— WHAT YOU ARE ASKED TO DO —
Set down the full book description about hidden sites and secret societies, word for word.

— READING PASSAGE —
The Book
Uncovering Mysterious Sites, Symbols, and Societies
The doors of some of the world's best-hidden places and most secretive organizations have now been thrown wide open! Some of the names are familiar: Area 51, Yale's Skull and Bones, Opus Dei, the Esalen Institute. Others are more obscure, hidden by fate or purposeful deception, such as the Mount Weather Emergency Operations Center, the super-secure facility where Vice President Dick Cheney was secreted after the 9/11 attacks, and Germany's Wewelsburg Castle, which was intended to become the mythological centerpiece of the Nazi Regime. Readers can take an unprecedented look deep inside the off-the-map military installations and shadowy organizations that operate in the murkiest corners of our world.

— EXTRACTED DATA —

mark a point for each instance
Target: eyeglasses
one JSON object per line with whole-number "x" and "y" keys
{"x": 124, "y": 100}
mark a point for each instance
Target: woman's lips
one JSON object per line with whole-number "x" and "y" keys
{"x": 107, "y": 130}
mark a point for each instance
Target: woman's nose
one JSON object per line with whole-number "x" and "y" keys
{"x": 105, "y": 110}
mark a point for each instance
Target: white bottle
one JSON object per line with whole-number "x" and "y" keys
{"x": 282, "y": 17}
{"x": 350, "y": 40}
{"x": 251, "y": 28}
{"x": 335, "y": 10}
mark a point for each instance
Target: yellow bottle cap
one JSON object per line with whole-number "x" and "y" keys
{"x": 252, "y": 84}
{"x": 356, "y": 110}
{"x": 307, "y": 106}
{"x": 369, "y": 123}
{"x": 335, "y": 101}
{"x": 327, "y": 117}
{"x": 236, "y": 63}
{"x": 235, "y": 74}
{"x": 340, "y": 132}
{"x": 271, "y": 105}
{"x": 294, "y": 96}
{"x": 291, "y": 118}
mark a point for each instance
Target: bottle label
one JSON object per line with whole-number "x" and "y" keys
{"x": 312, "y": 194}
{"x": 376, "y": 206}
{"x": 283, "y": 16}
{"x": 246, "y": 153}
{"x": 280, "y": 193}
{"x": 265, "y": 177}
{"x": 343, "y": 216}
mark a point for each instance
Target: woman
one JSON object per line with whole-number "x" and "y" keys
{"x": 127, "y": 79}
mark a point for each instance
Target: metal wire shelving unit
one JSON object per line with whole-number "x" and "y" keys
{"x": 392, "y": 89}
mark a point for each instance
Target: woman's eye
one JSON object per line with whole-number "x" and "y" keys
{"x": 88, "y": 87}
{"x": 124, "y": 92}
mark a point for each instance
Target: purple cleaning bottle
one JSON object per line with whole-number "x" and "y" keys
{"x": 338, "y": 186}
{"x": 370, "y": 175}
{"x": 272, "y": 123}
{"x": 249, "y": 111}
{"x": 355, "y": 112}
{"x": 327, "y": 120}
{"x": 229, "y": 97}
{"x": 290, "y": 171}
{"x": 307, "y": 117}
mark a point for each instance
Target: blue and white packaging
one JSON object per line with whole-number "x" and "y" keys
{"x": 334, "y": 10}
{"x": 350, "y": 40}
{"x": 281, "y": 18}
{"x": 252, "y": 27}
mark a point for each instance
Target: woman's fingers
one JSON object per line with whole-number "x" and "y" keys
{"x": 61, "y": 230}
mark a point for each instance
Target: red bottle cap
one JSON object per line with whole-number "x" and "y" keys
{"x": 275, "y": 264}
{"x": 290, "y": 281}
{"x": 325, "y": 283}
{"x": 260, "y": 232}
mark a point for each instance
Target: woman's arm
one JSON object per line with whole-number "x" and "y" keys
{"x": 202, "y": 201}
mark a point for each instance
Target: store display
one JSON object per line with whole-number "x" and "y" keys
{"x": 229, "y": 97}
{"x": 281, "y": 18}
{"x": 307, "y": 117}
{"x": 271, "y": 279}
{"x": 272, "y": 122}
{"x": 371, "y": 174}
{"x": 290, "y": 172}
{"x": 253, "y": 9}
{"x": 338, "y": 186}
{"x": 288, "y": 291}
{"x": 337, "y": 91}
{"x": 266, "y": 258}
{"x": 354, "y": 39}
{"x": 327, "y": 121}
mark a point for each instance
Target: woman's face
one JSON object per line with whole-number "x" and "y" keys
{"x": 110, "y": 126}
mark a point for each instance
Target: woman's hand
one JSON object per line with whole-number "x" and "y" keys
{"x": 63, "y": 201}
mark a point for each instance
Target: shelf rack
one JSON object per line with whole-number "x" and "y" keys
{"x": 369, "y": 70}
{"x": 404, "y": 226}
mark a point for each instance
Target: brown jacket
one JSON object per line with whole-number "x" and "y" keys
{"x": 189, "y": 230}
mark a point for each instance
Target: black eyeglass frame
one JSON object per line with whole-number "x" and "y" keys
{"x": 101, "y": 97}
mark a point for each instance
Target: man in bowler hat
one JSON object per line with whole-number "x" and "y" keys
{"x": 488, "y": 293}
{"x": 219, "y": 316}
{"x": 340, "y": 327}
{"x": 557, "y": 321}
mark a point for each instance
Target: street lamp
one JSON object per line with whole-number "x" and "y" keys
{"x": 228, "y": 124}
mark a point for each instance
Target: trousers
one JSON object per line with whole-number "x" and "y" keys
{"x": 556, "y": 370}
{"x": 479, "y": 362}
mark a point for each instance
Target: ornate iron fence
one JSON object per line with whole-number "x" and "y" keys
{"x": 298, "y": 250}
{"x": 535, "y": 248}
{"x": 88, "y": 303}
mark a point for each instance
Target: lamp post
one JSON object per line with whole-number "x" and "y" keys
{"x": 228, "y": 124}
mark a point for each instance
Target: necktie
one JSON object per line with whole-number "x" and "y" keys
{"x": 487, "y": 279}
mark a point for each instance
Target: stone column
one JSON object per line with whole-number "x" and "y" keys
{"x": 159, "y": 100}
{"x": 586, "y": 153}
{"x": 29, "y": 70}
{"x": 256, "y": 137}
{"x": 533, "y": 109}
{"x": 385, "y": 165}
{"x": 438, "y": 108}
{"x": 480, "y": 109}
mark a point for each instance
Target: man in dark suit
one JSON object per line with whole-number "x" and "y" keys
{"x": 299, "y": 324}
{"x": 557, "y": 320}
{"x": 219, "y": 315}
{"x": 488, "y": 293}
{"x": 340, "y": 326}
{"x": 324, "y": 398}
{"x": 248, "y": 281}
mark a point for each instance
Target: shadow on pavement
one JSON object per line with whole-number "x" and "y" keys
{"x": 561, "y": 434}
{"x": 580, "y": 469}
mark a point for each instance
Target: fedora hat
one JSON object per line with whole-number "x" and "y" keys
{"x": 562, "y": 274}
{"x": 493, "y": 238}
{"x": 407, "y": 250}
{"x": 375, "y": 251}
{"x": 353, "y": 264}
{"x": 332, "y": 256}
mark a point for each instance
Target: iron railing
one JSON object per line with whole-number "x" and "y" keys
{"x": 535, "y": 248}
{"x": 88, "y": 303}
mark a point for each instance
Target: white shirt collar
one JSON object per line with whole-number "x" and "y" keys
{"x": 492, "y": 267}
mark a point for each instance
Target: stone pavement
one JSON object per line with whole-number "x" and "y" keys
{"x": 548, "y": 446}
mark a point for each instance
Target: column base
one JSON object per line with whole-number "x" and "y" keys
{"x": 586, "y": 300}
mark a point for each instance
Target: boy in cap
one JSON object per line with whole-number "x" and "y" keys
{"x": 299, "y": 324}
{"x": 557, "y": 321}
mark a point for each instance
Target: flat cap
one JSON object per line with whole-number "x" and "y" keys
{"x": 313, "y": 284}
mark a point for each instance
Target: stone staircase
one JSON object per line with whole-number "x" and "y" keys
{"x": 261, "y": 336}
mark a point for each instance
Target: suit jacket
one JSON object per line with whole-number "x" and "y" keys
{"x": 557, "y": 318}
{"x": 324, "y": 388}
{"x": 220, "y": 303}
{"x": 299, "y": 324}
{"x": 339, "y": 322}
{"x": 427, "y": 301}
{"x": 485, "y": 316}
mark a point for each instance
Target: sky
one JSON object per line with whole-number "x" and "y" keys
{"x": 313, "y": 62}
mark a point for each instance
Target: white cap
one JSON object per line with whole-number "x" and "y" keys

— REPLY —
The Book
Uncovering Mysterious Sites, Symbols, and Societies
The doors of some of the world's best-hidden places and most secretive organizations have now been thrown wide open! Some of the names are familiar: Area 51, Yale's Skull and Bones, Opus Dei, the Esalen Institute. Others are more obscure, hidden by fate or purposeful deception, such as the Mount Weather Emergency Operations Center, the super-secure facility where Vice President Dick Cheney was secreted after the 9/11 attacks, and Germany's Wewelsburg Castle, which was intended to become the mythological centerpiece of the Nazi Regime. Readers can take an unprecedented look deep inside the off-the-map military installations and shadowy organizations that operate in the murkiest corners of our world.